GIVEN PASSAGE =
A Survey of Guidelines for Specifying Dampers

A Survey of Guidelines for Specifying Dampers

(OP)
Thank you for the references in past threads -- the paperback introduction by Staniforth was helpful to get oriented, and the Millikens and Gillespie textbooks taught me to find CG, then correctly estimate longitudinal and lateral load transfers, and finally solve for critical damping. I also have a better understanding of this forum and hope to ask general conceptual questions, since I can now check my math against the textbooks.

I would like to ask about guidelines for initially specifying damper force curves. Woods & Jawad (1999) claimed that “dampers are the least well understood suspension components. There does not exist any textbook formulas to produce damper specifications which will ensure appropriate damping characteristics.”

However, the Millikens (1995) gave a sample optimum damping ratio for road-holding of 0.45 for a compact passenger car (p811), with the “coefficient in rebound being about twice that in bump” (p800), while Gillespie (1992) previously noted “typical shock absorbers are dual-rate with approximately a three-to-one ratio between rebound and jounce damping” (p157).

Woods & Jawad concurred: “A 3:1 ratio has historically been considered optimal, and remains a very prevalent ratio” to “help keep the vehicle CG low during corner entry. This is especially beneficial to vehicles with marginal camber control.” They further suggested to “Specify compression damping as a percent of critical wheel damping, say 20-50%” and “Accept values of critical body damping in the range of 70-140%.” They actually used 30% of critical wheel damping for compression damping, and multiplied by 3 for rebound damping.

Matt Giaraffa & Samuel Brisson of OptimumG (2005) gave fairly complex guidelines for damping: an initial damping slope multiplied by 2/3 for low-speed compression and by 1/3 for high-speed compression, and by 3/2 for low-speed rebound and by ¾ for high-speed rebound, resulting in fairly low compression damping as a percent of critical wheel damping and a rebound:compression ratio of 2.3:1.

Jim Kasprzak of Kaz Technologies (2012) borrowed heavily (diagrams uncited) from the Millikens, “Non-aero racecars, or those without ground effects, typically use damping ratios between 0.5 and 0.7,” but while he acknowledged that “Most text books recommend a ratio of three to 1, rebound to compression,” he “prefers the compression biased damping on both the front and rear.” Kaz also defines the digression point at 2in/sec.

Dennis Grant of Far North Racing (Autocross to Win) recommended “Set the shocks at 65% critical damping between 0-3in/sec. Somewhere above that, digress the shock off to ~30% critical to handle the occasional high speed whack,” although his calculator works somewhat differently.

Finally, Danny Nowlan of ChassisSim (2013) gave simpler guidelines: low-speed bump damping ratio of 0.5 for a bumpy circuit, with low-speed rebound of 0.5 to 0.7, and high-speed damping of 0.3 to 0.4. Obviously, this results in a very low rebound:compression ratio, but the low- and high-speed compression ratios match Giaraffa and Brisson quite closely.

DIRECTIVES =
a) Please reproduce the damper guidelines post starting with "Matt Giaraffa &" and going on through "ratio of 2.3:1.".
b) According to the damper guidelines post, what range of damping ratios does Jim Kasprzak say non-aero racecars typically use?
The entries that come next have no connection to the damper guidelines post.

PROVIDED INFORMATION =
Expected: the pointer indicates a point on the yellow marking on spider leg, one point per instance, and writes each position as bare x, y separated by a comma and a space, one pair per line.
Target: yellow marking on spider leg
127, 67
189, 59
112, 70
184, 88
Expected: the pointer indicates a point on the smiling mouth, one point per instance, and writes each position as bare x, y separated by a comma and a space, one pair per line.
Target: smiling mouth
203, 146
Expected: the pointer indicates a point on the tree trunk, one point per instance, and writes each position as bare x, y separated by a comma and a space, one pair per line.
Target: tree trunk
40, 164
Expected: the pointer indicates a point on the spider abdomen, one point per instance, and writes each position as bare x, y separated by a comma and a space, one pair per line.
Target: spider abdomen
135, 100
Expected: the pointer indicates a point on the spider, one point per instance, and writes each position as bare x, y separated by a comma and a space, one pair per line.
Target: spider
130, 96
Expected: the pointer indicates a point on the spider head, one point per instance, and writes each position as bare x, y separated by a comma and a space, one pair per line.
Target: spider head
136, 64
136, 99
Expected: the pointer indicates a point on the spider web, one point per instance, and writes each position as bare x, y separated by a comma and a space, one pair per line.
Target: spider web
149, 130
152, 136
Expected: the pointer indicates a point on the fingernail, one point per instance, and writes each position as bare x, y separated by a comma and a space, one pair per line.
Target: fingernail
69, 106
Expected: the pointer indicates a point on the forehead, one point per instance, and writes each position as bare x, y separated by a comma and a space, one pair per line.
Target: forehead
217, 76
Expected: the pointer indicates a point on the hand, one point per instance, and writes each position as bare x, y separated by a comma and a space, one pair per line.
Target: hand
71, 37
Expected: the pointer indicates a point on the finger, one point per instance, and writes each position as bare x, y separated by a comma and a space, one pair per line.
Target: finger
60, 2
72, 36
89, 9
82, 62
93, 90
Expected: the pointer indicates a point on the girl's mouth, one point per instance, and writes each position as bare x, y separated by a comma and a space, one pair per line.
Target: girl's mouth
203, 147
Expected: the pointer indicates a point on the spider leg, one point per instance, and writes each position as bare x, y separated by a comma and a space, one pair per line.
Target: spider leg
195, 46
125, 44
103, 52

ANSWER LIST =
a)
Matt Giaraffa & Samuel Brisson of OptimumG (2005) gave fairly complex guidelines for damping: an initial damping slope multiplied by 2/3 for low-speed compression and by 1/3 for high-speed compression, and by 3/2 for low-speed rebound and by ¾ for high-speed rebound, resulting in fairly low compression damping as a percent of critical wheel damping and a rebound:compression ratio of 2.3:1.

b) Between 0.5 and 0.7.